Document text:
::::
Your humble moderator now has to intervene! I think the direction in which the Ifa argument is going is making me uncomfortable, the inability to accept creativity, the failure to see the Esu in Adepoju---no path is straight, nothing should be concluded. Esu is the god that I have also adopted, and I did the longest book on this unique Yoruba god. All attempts to "kill" Esu (to use the concept of "kill" that Wariboko deploys), has failed.

 

I discovered Toyin Adepoju—Toyin Adepoju did not discover me! It was when I began to read him—the eclectic nature of his writings, his ability to turn the micro into the macro, his extraordinary talent to tap into the Nino and convert it into the mega, that I sought him out. I seek out people. It is a small contribution to the concept of the "informal" and "people" that Dr. Adeshina Afolayan of the University of Ibadan contributed to this forum that led to my knowing him. I contacted him and said we should meet at Ibadan. This is intellectual leadership. You must seek out people.

 

First, I thought Toyin Adepoju was a woman. As Adepoju began to talk about the vagina, I thought s/he was a lesbian. His writings can be clueless as to his identity. He can be irascible. And so what? The God of Israel was also temperamental. Blasphemy!

 

Thinking that he was she, an invitation was extended to him by our Art Dept to come and give a lecture. I wrote to them that I don't think he was she! I did not know how that invitation ended. I reinvited him back to Austin to be part of the Nimi Wariboko conference, but that is another story.

 

I extended a book contract to him to write on Ifa, as I saw new edges and frontiers in what he was doing. He signed the contract, but he did not deliver. What a shame!

 

I sought to meet him in person. And we met in Lagos, then at Ibadan. I had lunch with him. He interviewed me. I took him to my pepper soup joint—alas! he does not eat animals.
::::
Excerpts from a detection dataset
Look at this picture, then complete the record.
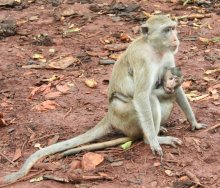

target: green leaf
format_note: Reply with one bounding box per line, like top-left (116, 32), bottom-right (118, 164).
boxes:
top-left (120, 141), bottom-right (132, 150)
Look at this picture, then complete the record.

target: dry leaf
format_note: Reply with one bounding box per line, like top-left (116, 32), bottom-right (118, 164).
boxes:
::::
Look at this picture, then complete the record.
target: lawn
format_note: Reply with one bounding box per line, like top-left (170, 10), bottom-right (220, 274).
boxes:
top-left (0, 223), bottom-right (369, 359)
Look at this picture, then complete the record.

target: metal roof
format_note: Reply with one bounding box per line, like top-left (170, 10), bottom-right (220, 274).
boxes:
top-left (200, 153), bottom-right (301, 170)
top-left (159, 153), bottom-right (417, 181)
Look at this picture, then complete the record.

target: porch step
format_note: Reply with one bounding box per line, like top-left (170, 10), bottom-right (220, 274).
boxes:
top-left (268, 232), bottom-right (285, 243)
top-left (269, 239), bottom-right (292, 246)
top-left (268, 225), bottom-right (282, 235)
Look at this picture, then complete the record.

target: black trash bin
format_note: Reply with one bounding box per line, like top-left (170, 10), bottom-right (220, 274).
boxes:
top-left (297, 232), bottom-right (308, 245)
::::
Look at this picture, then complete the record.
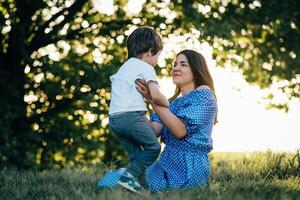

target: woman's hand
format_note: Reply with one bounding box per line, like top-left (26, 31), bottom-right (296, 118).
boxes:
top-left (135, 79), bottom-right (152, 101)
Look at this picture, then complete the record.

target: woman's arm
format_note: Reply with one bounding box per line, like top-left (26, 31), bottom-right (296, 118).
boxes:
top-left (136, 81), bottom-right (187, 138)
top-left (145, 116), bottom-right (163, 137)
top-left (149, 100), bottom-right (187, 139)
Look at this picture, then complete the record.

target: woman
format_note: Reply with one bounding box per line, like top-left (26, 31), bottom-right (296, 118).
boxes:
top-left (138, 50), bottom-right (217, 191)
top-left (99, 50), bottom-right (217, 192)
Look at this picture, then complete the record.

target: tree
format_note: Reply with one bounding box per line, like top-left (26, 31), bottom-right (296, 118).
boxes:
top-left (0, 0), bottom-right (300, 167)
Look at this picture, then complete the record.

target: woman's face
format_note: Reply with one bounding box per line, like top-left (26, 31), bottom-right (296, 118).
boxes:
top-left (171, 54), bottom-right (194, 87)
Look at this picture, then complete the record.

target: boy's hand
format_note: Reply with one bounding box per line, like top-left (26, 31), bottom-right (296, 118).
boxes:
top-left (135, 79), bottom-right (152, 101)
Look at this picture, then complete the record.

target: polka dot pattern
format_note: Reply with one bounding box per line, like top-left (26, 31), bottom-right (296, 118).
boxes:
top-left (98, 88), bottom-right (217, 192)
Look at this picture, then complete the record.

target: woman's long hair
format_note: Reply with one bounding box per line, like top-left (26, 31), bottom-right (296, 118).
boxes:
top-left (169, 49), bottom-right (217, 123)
::::
Tasks and exercises:
1) Name every city mentioned in the post about Toyin Adepoju, listing each one once.
2) Carry on the post about Toyin Adepoju from the point where it stops.
The items are separate material and have nothing to do with the post about Toyin Adepoju.

Responses for each task:
1) Ibadan, Austin, Lagos

2)
I advised him to register for a Ph.D. I got him a supervisor. I assured that I would fully fund the Ph.D. I nominated myself as the External Examiner. I had a three-way conversation with his would-be supervisor whom I chose for him. He thanked me and said he is not interested.

 

We are dealing with a genius whose ways of thinking may be beyond our realms. He may be decades ahead of us in his thinking. In the early 80s, when my talents were unfolding, only one person in the entire University—Professor Olabisi Afolayan—was able to discover it! Only one person. A year after my Ph.D., he asked the University to promote me to a Senior Lecturer. Of course, they refused. But he was the only one who saw my talent.

 

Let us see Adepoju as a genius, cultivate him, promote him, and see where we all land. Where he wants to convert an opportunity into money, we must back off.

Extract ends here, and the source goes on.